La madre de Joe
Buenas noticias. La nueva jornada comienza con la confirmación de que bastan 25 dólares, unos 18 euros al cambio de divisas establecido en agosto de 2008, para llenar el depósito de gasolina de nuestro Hyundai Accent, lo que nos permite avanzar unos trescientos kilómetros diarios y nos anima a enfilar otra vez la autopista interestatal I-80 en dirección al oeste y conocer más a fondo el enorme estado de Pensilvania. Cuna de personajes tan dispares como Grace Kelly o Andy Warhol, aquí está el pueblo de Punxutawney Phil, donde cada año tiene lugar el rito del Día de la Marmota, aquella predicción entre surrealista y folclórica sobre el final del invierno según el comportamiento de una marmota liberada que acaba su período de hibernación. Pensilvania es un gigantesco rectángulo donde convive el cosmopolitismo de ciudades como Filadelfia o Pittsburgh con las costumbres atávicas de las comunidades “amish”, pero también es el territorio del bosque nacional de Allegheny, un paraje arrasado por la industria maderera a finales del siglo XIX y hoy recuperado y convertido en una reserva natural de incalculable valor ecológico.

● **FILAS ALMACENADAS**
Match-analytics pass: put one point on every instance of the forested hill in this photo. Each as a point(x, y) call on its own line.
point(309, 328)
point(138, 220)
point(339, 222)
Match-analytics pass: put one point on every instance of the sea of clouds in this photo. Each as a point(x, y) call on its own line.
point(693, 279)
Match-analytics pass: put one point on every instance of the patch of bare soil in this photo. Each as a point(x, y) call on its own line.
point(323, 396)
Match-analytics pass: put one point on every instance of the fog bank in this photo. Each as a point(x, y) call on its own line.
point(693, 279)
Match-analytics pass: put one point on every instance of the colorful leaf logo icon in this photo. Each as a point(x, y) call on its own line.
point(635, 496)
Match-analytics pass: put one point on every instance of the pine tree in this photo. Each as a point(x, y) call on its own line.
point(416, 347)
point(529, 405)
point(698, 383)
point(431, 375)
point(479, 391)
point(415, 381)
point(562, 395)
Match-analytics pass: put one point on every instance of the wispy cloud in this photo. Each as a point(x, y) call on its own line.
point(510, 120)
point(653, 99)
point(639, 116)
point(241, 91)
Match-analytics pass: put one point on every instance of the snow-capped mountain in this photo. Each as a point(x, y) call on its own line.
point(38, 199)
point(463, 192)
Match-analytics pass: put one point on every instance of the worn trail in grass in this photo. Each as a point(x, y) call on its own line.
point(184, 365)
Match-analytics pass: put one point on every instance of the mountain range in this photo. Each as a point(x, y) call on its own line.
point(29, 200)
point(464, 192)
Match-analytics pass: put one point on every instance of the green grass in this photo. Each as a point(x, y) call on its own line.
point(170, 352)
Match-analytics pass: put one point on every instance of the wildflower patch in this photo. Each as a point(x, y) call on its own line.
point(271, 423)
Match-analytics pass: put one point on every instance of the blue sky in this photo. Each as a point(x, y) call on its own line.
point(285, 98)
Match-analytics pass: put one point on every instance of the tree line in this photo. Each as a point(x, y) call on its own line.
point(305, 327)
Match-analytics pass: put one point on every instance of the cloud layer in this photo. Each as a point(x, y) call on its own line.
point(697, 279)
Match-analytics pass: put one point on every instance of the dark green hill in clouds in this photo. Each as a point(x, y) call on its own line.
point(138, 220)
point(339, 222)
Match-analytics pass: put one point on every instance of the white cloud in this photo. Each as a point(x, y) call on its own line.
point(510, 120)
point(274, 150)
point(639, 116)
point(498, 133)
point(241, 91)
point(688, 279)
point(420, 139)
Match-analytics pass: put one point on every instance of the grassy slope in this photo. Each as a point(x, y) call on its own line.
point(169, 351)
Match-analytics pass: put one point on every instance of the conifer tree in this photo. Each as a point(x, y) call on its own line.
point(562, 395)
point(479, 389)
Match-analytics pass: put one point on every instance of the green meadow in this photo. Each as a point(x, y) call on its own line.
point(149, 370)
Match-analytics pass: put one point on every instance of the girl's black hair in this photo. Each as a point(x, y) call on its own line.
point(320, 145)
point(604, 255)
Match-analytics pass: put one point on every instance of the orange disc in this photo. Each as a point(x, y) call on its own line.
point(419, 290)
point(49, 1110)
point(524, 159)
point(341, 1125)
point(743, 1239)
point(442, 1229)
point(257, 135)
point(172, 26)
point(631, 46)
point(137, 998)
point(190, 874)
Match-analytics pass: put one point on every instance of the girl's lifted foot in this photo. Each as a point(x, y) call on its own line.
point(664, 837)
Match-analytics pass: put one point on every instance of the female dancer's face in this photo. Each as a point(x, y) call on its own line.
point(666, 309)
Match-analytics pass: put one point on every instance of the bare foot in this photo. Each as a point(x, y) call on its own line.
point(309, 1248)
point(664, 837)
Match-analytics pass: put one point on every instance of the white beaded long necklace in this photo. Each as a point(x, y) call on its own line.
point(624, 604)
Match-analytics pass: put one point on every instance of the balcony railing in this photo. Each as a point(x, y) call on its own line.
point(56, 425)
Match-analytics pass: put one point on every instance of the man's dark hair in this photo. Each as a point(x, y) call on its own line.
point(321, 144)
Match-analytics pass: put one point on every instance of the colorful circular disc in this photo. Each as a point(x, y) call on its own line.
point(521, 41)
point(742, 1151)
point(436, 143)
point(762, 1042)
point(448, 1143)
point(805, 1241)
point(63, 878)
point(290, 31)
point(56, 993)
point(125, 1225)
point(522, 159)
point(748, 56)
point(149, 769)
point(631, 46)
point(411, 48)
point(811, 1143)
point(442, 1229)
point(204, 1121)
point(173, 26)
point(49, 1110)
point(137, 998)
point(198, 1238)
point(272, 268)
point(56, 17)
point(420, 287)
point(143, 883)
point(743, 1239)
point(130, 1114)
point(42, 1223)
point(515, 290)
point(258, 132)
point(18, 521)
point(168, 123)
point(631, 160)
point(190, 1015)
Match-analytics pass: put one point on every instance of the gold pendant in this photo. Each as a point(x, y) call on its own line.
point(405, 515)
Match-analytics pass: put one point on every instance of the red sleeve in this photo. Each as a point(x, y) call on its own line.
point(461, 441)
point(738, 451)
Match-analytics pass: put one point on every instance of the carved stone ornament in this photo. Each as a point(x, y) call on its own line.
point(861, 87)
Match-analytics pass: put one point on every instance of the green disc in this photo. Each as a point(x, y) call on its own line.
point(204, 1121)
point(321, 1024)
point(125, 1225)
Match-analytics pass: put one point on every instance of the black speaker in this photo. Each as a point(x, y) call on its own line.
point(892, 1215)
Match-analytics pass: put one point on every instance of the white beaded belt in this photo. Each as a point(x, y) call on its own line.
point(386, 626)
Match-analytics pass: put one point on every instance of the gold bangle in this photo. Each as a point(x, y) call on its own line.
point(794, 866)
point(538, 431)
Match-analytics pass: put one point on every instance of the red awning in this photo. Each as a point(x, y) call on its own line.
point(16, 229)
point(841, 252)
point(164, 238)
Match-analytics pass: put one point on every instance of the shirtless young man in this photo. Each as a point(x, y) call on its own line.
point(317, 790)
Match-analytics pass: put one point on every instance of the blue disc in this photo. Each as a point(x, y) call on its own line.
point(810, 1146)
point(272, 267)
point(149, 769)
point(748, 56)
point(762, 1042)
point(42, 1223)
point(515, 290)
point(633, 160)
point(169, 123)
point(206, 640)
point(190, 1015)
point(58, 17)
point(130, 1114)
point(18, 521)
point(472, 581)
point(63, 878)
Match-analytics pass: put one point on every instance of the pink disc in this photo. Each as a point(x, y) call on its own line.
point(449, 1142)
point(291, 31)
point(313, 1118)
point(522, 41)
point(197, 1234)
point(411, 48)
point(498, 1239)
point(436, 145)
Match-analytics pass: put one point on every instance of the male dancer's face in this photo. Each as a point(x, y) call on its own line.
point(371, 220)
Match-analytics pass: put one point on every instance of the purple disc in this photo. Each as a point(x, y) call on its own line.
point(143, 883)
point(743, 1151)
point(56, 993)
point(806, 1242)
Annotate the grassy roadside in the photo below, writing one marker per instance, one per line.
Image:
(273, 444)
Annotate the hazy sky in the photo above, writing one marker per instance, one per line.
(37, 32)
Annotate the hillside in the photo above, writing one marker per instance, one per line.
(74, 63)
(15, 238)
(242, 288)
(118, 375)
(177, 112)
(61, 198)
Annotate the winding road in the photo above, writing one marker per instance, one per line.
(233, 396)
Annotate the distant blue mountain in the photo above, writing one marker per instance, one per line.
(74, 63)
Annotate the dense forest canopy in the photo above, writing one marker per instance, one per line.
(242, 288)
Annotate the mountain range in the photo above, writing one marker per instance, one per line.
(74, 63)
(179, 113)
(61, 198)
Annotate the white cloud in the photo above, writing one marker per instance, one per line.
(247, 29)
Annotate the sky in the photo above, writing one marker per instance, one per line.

● **EL PROBLEMA**
Enumere las ciudades y el espacio natural de Pensilvania que menciona el fragmento sobre el viaje por ese estado. Las filas proceden de una fuente distinta a la del fragmento.

● **EN RESPUESTA**
Filadelfia, Pittsburgh y el bosque nacional de Allegheny.